§ **Goal of the exercise**
Read through the material below and copy each line in which the word "grass" occurs.
====
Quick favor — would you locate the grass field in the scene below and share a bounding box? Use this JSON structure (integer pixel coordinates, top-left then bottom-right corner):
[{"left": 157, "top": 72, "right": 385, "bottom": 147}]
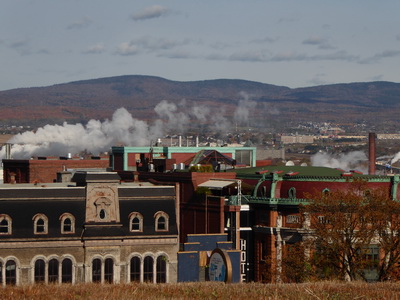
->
[{"left": 2, "top": 281, "right": 400, "bottom": 299}]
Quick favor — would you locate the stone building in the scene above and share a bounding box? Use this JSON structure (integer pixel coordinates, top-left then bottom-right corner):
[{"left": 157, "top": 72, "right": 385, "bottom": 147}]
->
[{"left": 0, "top": 171, "right": 179, "bottom": 286}]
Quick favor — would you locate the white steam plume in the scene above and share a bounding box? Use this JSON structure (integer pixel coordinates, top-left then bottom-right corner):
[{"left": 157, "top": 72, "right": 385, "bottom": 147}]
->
[
  {"left": 1, "top": 108, "right": 163, "bottom": 159},
  {"left": 391, "top": 152, "right": 400, "bottom": 164},
  {"left": 191, "top": 105, "right": 210, "bottom": 123},
  {"left": 154, "top": 100, "right": 190, "bottom": 132},
  {"left": 311, "top": 151, "right": 368, "bottom": 173},
  {"left": 0, "top": 94, "right": 261, "bottom": 160},
  {"left": 234, "top": 91, "right": 257, "bottom": 125}
]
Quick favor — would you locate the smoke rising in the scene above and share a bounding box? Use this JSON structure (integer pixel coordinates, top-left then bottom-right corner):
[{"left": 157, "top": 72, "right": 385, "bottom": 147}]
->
[
  {"left": 154, "top": 100, "right": 190, "bottom": 132},
  {"left": 0, "top": 108, "right": 164, "bottom": 159},
  {"left": 391, "top": 152, "right": 400, "bottom": 164},
  {"left": 234, "top": 91, "right": 257, "bottom": 125},
  {"left": 0, "top": 92, "right": 261, "bottom": 160},
  {"left": 311, "top": 151, "right": 368, "bottom": 173}
]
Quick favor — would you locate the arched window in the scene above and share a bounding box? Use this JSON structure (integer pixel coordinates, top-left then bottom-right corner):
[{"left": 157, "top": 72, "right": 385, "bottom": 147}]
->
[
  {"left": 33, "top": 214, "right": 48, "bottom": 235},
  {"left": 62, "top": 259, "right": 73, "bottom": 283},
  {"left": 104, "top": 258, "right": 114, "bottom": 283},
  {"left": 5, "top": 260, "right": 16, "bottom": 285},
  {"left": 34, "top": 259, "right": 45, "bottom": 283},
  {"left": 48, "top": 259, "right": 59, "bottom": 283},
  {"left": 63, "top": 218, "right": 72, "bottom": 232},
  {"left": 154, "top": 211, "right": 169, "bottom": 232},
  {"left": 94, "top": 197, "right": 112, "bottom": 222},
  {"left": 92, "top": 258, "right": 101, "bottom": 283},
  {"left": 129, "top": 212, "right": 143, "bottom": 232},
  {"left": 322, "top": 188, "right": 331, "bottom": 196},
  {"left": 36, "top": 219, "right": 45, "bottom": 232},
  {"left": 60, "top": 213, "right": 75, "bottom": 234},
  {"left": 130, "top": 256, "right": 141, "bottom": 282},
  {"left": 143, "top": 256, "right": 154, "bottom": 283},
  {"left": 0, "top": 214, "right": 12, "bottom": 235},
  {"left": 91, "top": 257, "right": 114, "bottom": 283},
  {"left": 156, "top": 256, "right": 167, "bottom": 283},
  {"left": 288, "top": 187, "right": 296, "bottom": 199}
]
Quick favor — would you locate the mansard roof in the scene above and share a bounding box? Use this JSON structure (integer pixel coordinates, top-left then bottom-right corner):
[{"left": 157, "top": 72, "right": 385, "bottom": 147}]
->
[{"left": 0, "top": 181, "right": 177, "bottom": 240}]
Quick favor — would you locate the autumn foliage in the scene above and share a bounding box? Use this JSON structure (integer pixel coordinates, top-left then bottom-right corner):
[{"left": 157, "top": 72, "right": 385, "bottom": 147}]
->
[{"left": 294, "top": 180, "right": 400, "bottom": 282}]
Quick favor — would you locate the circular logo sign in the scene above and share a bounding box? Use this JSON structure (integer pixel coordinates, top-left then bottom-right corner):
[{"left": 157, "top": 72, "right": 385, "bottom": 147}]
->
[{"left": 208, "top": 248, "right": 232, "bottom": 283}]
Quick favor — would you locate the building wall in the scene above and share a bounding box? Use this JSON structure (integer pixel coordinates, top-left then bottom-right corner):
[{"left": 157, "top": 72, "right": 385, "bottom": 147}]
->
[
  {"left": 2, "top": 158, "right": 109, "bottom": 184},
  {"left": 235, "top": 172, "right": 400, "bottom": 282},
  {"left": 0, "top": 173, "right": 179, "bottom": 286},
  {"left": 112, "top": 146, "right": 257, "bottom": 170},
  {"left": 279, "top": 135, "right": 314, "bottom": 144}
]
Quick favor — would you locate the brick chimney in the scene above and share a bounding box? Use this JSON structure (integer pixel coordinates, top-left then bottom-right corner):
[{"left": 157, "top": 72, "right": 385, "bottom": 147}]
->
[{"left": 368, "top": 132, "right": 376, "bottom": 175}]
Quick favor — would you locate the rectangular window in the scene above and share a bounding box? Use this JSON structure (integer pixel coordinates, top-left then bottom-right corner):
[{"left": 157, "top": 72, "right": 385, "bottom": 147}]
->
[
  {"left": 317, "top": 215, "right": 330, "bottom": 224},
  {"left": 286, "top": 215, "right": 300, "bottom": 224}
]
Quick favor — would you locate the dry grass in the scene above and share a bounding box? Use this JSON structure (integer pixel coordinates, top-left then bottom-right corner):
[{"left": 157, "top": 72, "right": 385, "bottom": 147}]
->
[{"left": 2, "top": 281, "right": 400, "bottom": 300}]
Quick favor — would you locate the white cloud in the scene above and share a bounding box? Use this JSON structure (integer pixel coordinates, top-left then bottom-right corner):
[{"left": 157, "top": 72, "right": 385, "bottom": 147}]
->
[
  {"left": 308, "top": 74, "right": 329, "bottom": 86},
  {"left": 115, "top": 42, "right": 140, "bottom": 56},
  {"left": 370, "top": 74, "right": 384, "bottom": 81},
  {"left": 270, "top": 50, "right": 358, "bottom": 63},
  {"left": 83, "top": 44, "right": 105, "bottom": 54},
  {"left": 302, "top": 36, "right": 334, "bottom": 50},
  {"left": 160, "top": 51, "right": 195, "bottom": 59},
  {"left": 67, "top": 16, "right": 92, "bottom": 30},
  {"left": 8, "top": 39, "right": 33, "bottom": 55},
  {"left": 229, "top": 51, "right": 267, "bottom": 62},
  {"left": 359, "top": 50, "right": 400, "bottom": 64},
  {"left": 115, "top": 37, "right": 189, "bottom": 56},
  {"left": 251, "top": 36, "right": 279, "bottom": 44},
  {"left": 131, "top": 5, "right": 169, "bottom": 21}
]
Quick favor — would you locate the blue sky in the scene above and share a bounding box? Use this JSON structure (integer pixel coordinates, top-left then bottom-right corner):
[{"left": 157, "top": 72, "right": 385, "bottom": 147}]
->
[{"left": 1, "top": 1, "right": 400, "bottom": 90}]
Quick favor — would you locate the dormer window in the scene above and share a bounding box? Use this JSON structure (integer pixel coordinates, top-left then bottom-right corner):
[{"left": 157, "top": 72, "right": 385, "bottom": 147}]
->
[
  {"left": 60, "top": 213, "right": 75, "bottom": 234},
  {"left": 99, "top": 209, "right": 106, "bottom": 220},
  {"left": 154, "top": 211, "right": 169, "bottom": 232},
  {"left": 157, "top": 216, "right": 166, "bottom": 230},
  {"left": 63, "top": 218, "right": 72, "bottom": 231},
  {"left": 322, "top": 188, "right": 331, "bottom": 196},
  {"left": 129, "top": 212, "right": 143, "bottom": 232},
  {"left": 288, "top": 187, "right": 296, "bottom": 199},
  {"left": 36, "top": 219, "right": 45, "bottom": 233},
  {"left": 33, "top": 214, "right": 48, "bottom": 234},
  {"left": 0, "top": 214, "right": 12, "bottom": 235},
  {"left": 94, "top": 197, "right": 112, "bottom": 222}
]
====
§ **Answer**
Quick favor — would you locate the grass field in the scene below and share a bounding box? Use this JSON structure (integer pixel coordinates, top-left then bottom-right corner):
Quick favor — would you locate the dry grass in the scene above and share a bounding box? Use this JSON structure (integer pixel coordinates, top-left then bottom-right corner):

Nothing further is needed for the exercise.